NewsAllarme "Takahashia Japonica"?
La takahashia japonica è una cocciniglia di origine asiatica, descritta per la prima volta su alberi di gelso in Giappone e diffusa anche in Cina, Corea del Sud e India. In Europa è stata segnalata per la prima volta in un parco comunale nel 2017 a Cerro Maggiore (provincia di Milano) su rami di Liquidambar styraciflua, ma è presente anche in altri comuni in provincia di Milano, Varese, Monza Brianza e Como.

Questa cocciniglia di recente introduzione nel nostro paese è altamente polifaga e si riscontra per lo più su alberi ornamentali. In Lombardia le piante colpite sono principalmente alberi decidui ornamentali tra cui aceri (in particolare Acer pseudoplatanus), albizzia (Albizia julibrissin), albero di giuda (Cercis siliquastrum), carpino bianco (Carpinus betulus), gelso nero (Morus nigra) e bianco (Morus alba), bagolaro (Celtis australis) e liquidambar (Liquidambar styraciflua). 

Facilmente riconoscibile grazie ai caratteristici ovisacchi dall’aspetto cotonoso, tubolari, formanti anelli lunghi da 4 a 5 cm di colore bianco. Gli ovisacchi, composti da sostanze cerose e contenenti migliaia di uova di colore aranciato grandi circa 0,5 mm, sono generalmente attaccati, a diverse altezze, ai rami giovani della pianta ma possono trovarsi anche sui getti laterali del tronco o in prossimità dei tagli di potatura.

CONTENUTO DEI DATI:

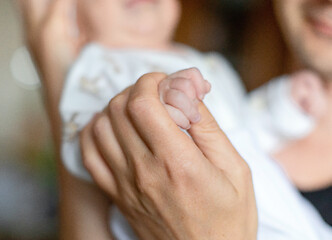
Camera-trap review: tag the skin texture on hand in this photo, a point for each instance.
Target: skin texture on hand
(167, 185)
(180, 93)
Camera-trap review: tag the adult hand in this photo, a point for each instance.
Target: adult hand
(168, 185)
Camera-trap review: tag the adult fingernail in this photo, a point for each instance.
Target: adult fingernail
(197, 118)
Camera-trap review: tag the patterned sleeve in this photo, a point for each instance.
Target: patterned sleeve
(88, 89)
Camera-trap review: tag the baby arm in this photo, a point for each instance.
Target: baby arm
(180, 93)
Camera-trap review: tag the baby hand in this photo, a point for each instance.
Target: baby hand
(181, 93)
(308, 92)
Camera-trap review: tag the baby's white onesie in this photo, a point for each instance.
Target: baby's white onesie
(99, 74)
(274, 117)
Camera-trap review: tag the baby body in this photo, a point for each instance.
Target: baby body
(136, 41)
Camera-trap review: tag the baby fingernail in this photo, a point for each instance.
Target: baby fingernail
(197, 118)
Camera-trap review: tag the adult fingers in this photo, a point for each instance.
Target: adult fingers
(136, 154)
(196, 77)
(180, 101)
(108, 146)
(178, 117)
(170, 146)
(95, 163)
(215, 145)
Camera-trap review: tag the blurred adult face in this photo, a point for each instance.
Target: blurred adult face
(307, 26)
(130, 23)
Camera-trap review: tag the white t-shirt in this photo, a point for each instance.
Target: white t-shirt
(99, 74)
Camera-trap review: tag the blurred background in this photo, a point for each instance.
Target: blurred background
(243, 30)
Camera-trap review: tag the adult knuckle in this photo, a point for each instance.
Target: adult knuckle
(116, 104)
(243, 170)
(145, 183)
(140, 106)
(99, 126)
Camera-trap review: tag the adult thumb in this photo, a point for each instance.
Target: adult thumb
(213, 142)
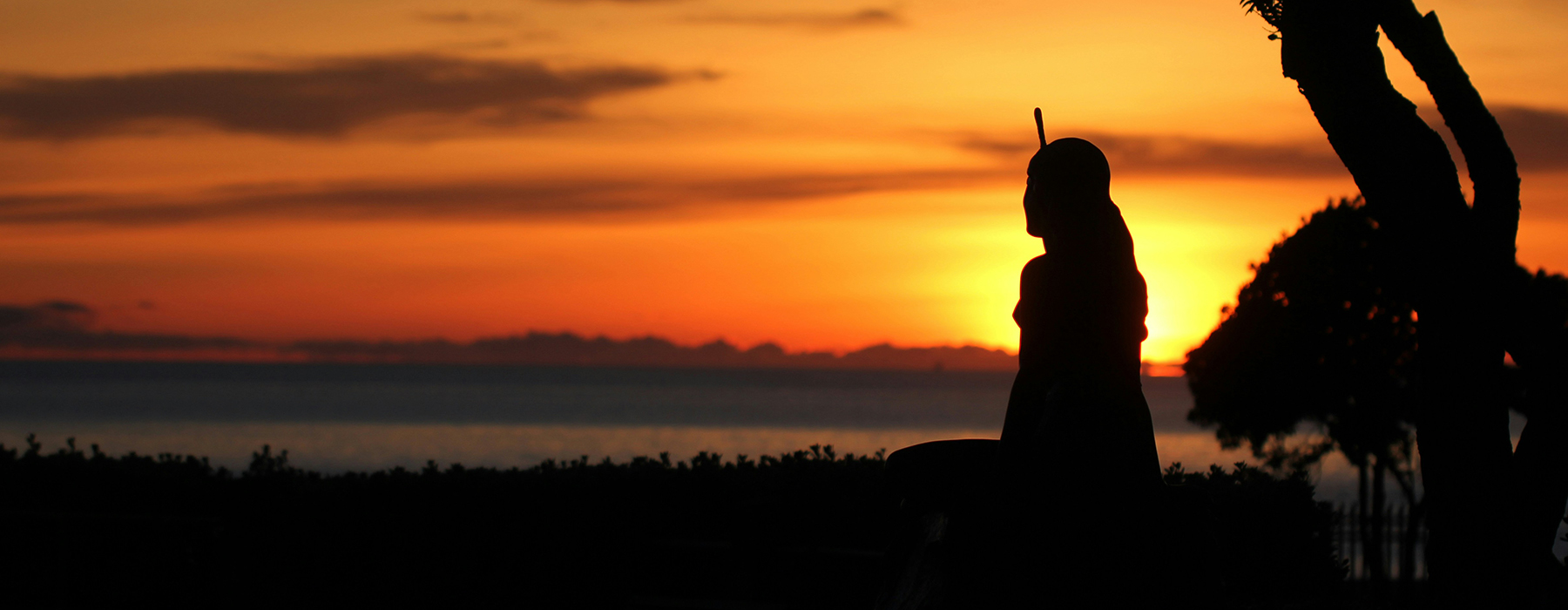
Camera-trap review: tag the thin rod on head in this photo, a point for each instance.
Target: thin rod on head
(1040, 127)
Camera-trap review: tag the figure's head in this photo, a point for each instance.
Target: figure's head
(1066, 180)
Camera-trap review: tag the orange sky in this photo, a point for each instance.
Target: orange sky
(825, 174)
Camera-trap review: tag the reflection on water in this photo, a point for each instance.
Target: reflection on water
(337, 445)
(368, 417)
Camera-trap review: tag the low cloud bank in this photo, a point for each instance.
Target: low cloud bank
(651, 351)
(319, 98)
(63, 329)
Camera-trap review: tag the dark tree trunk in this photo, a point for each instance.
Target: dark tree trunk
(1448, 258)
(1377, 525)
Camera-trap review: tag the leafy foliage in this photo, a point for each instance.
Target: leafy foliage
(1270, 10)
(801, 529)
(1316, 336)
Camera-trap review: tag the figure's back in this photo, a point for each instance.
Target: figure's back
(1078, 400)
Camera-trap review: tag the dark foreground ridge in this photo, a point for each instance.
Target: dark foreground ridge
(797, 531)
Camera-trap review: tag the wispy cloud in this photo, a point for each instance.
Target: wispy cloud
(579, 201)
(321, 98)
(866, 17)
(1538, 137)
(466, 17)
(66, 325)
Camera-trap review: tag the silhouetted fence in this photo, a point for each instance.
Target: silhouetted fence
(1380, 547)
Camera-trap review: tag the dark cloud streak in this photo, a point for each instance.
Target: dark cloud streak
(582, 201)
(868, 17)
(325, 99)
(1145, 154)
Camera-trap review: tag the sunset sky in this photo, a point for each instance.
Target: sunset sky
(823, 174)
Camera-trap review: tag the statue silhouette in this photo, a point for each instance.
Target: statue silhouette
(1081, 314)
(1060, 507)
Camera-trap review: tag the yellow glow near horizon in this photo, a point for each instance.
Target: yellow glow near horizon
(715, 250)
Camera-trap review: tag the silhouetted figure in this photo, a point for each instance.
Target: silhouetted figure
(1062, 508)
(1081, 315)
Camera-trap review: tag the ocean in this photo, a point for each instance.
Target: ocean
(339, 417)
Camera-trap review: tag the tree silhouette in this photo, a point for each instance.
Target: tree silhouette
(1454, 262)
(1319, 337)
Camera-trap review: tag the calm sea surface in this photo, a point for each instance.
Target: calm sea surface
(341, 417)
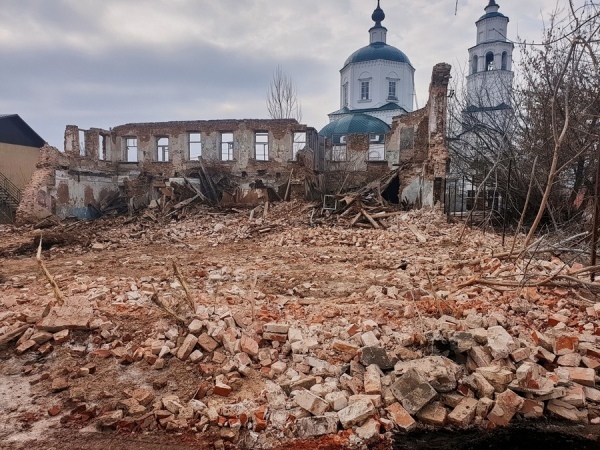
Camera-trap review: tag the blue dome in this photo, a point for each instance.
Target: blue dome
(355, 124)
(375, 51)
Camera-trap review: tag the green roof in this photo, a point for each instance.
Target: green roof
(375, 51)
(355, 124)
(387, 107)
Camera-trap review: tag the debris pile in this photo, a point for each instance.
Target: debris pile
(300, 333)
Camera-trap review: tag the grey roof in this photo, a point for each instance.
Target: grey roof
(14, 130)
(375, 51)
(490, 15)
(355, 124)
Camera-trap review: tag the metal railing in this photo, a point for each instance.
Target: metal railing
(11, 190)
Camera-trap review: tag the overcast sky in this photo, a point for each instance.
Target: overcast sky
(103, 63)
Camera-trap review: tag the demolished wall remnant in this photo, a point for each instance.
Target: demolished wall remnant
(418, 142)
(99, 164)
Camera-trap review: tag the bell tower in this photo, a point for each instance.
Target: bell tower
(490, 79)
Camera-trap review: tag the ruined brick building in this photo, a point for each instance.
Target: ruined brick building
(19, 152)
(257, 160)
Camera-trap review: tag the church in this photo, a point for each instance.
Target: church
(376, 84)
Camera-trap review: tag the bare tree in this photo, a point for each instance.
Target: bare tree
(282, 98)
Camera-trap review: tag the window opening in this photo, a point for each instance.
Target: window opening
(298, 144)
(504, 61)
(101, 147)
(392, 91)
(227, 146)
(261, 148)
(338, 151)
(162, 149)
(489, 61)
(364, 90)
(131, 149)
(194, 146)
(82, 151)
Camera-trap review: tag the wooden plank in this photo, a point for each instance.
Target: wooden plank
(370, 219)
(7, 337)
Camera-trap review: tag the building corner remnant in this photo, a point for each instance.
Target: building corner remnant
(418, 141)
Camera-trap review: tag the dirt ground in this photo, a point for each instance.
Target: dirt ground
(279, 268)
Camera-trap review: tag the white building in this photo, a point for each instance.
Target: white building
(490, 79)
(376, 84)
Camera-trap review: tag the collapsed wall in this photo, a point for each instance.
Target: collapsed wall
(64, 187)
(418, 141)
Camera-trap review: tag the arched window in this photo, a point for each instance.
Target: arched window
(504, 61)
(489, 61)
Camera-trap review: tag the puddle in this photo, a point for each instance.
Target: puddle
(547, 437)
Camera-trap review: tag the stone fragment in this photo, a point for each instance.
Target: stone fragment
(25, 347)
(500, 343)
(372, 380)
(196, 356)
(369, 339)
(353, 384)
(375, 399)
(316, 426)
(274, 337)
(401, 417)
(207, 343)
(294, 335)
(59, 384)
(337, 400)
(356, 413)
(195, 326)
(591, 363)
(369, 430)
(565, 344)
(544, 355)
(143, 396)
(312, 403)
(586, 377)
(249, 345)
(462, 342)
(521, 354)
(497, 376)
(543, 340)
(532, 409)
(433, 414)
(481, 356)
(507, 404)
(109, 419)
(575, 396)
(274, 327)
(591, 394)
(41, 337)
(345, 347)
(72, 317)
(413, 391)
(187, 347)
(222, 388)
(464, 413)
(569, 360)
(556, 318)
(376, 355)
(484, 406)
(563, 410)
(61, 336)
(440, 372)
(172, 403)
(303, 383)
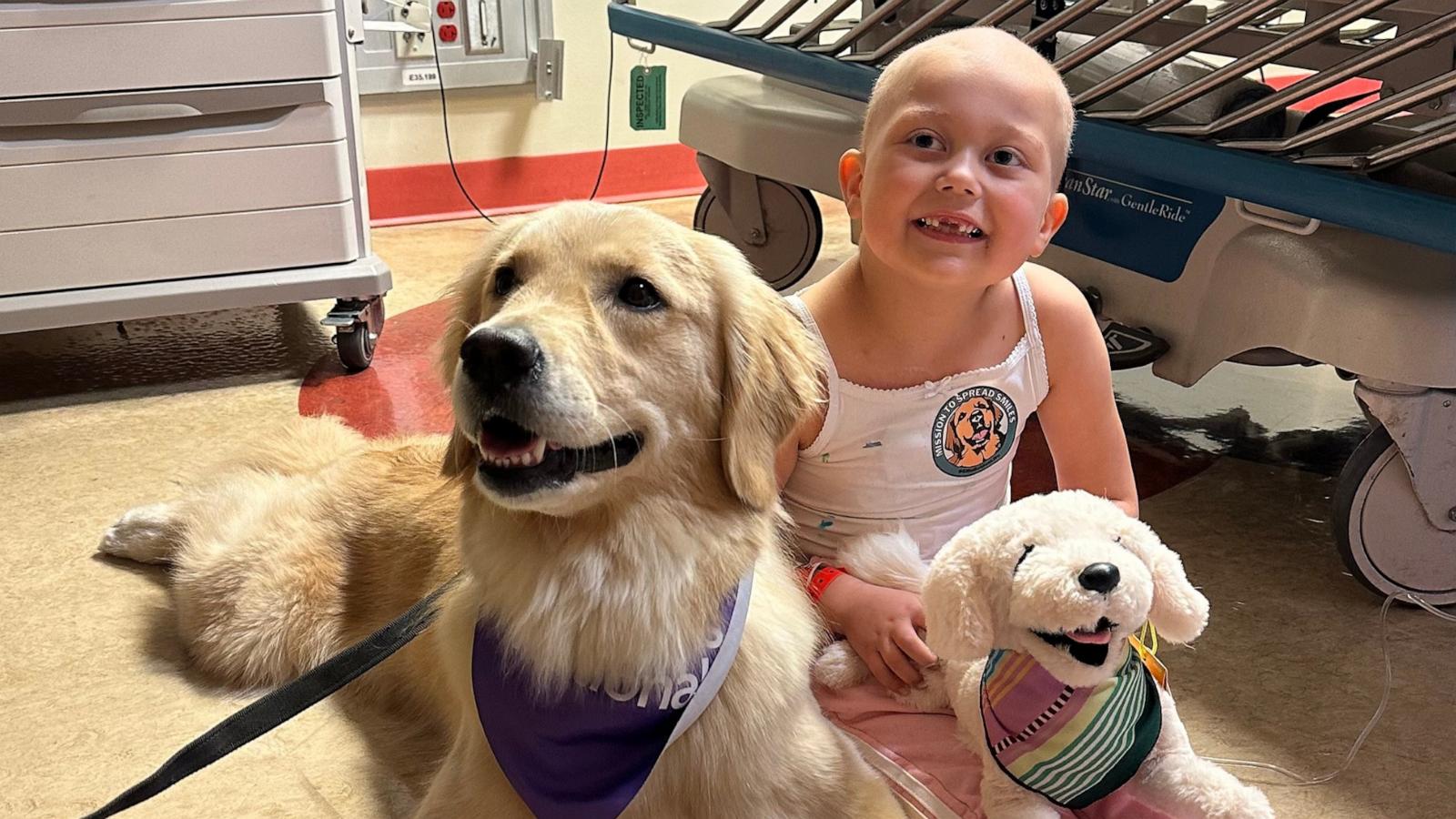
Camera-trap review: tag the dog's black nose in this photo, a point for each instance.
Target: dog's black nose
(499, 359)
(1099, 577)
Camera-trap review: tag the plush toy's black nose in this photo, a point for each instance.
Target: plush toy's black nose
(499, 359)
(1099, 577)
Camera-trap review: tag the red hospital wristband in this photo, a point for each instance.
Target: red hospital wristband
(820, 581)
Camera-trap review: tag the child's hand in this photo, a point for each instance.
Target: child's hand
(880, 624)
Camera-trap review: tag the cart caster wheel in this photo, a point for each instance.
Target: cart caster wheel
(794, 228)
(357, 324)
(1382, 531)
(356, 347)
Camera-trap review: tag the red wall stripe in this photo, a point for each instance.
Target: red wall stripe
(429, 193)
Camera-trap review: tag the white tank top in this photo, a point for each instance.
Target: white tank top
(928, 460)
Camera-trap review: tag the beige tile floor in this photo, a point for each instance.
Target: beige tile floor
(95, 693)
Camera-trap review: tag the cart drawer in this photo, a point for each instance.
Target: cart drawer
(55, 48)
(98, 256)
(150, 123)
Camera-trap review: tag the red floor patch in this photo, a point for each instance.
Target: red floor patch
(400, 394)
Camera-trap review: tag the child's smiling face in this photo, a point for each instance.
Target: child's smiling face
(957, 179)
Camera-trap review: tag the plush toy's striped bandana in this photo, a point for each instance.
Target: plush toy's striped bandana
(586, 753)
(1070, 745)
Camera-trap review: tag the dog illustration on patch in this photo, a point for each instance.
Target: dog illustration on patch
(972, 436)
(973, 430)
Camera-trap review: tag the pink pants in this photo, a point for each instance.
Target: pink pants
(925, 763)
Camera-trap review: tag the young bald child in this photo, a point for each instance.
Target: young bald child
(943, 339)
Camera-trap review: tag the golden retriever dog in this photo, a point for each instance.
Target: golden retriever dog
(619, 387)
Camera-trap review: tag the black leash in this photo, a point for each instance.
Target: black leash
(278, 707)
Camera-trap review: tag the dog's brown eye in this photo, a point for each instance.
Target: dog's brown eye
(504, 280)
(1026, 551)
(640, 295)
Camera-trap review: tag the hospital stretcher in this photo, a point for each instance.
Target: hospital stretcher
(1259, 181)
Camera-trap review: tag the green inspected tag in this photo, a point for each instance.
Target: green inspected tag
(648, 98)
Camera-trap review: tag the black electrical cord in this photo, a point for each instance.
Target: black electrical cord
(444, 120)
(606, 138)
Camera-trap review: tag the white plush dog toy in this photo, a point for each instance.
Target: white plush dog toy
(1031, 611)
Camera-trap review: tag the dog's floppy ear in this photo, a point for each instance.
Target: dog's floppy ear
(774, 373)
(466, 310)
(958, 622)
(1179, 612)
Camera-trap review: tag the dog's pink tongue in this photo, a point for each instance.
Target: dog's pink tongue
(1091, 637)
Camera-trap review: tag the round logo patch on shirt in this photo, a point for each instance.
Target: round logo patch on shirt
(973, 430)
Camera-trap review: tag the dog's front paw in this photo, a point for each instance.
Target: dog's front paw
(839, 666)
(146, 533)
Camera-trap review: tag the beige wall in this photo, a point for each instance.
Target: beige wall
(405, 128)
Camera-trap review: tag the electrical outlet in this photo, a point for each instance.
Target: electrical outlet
(410, 46)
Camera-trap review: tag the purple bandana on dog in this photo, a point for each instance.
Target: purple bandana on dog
(586, 753)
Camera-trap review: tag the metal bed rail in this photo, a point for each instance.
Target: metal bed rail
(1383, 167)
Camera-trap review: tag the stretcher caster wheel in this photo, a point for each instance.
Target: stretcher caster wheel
(793, 229)
(357, 324)
(1382, 531)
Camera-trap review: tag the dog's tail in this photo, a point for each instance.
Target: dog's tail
(885, 559)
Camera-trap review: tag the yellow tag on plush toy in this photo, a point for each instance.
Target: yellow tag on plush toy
(1150, 661)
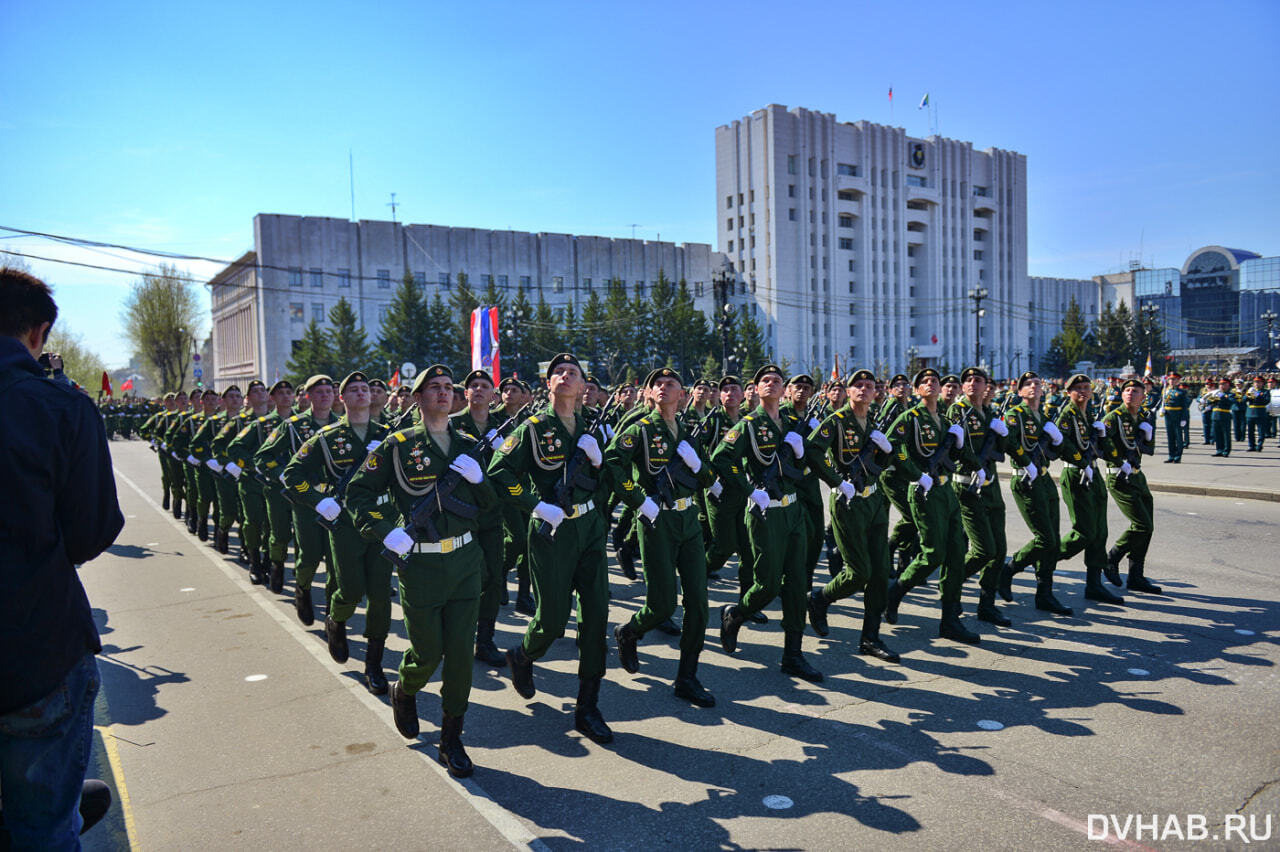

I TUOI COMPITI:
1) Rispondi alle seguenti domande in base al testo sulla Takahashia japonica.
(a) In quale anno e in quale comune la cocciniglia è stata segnalata per la prima volta in Europa?
(b) Quanto sono lunghi gli anelli formati dagli ovisacchi?
(c) Di che colore sono le uova contenute negli ovisacchi?
2) Trascrivi senza modifiche il tratto del testo sulla Takahashia japonica che va da "La takahashia japonica" fino a "Brianza e Como.".
3) Elenca tutti i paesi asiatici nominati nel testo sulla Takahashia japonica.

RISPOSTE PER COMPITO:
1)
(a) Nel 2017, a Cerro Maggiore (provincia di Milano).
(b) Da 4 a 5 cm.
(c) Di colore aranciato.

2)
La takahashia japonica è una cocciniglia di origine asiatica, descritta per la prima volta su alberi di gelso in Giappone e diffusa anche in Cina, Corea del Sud e India. In Europa è stata segnalata per la prima volta in un parco comunale nel 2017 a Cerro Maggiore (provincia di Milano) su rami di Liquidambar styraciflua, ma è presente anche in altri comuni in provincia di Milano, Varese, Monza Brianza e Como.

3) Giappone, Cina, Corea del Sud, India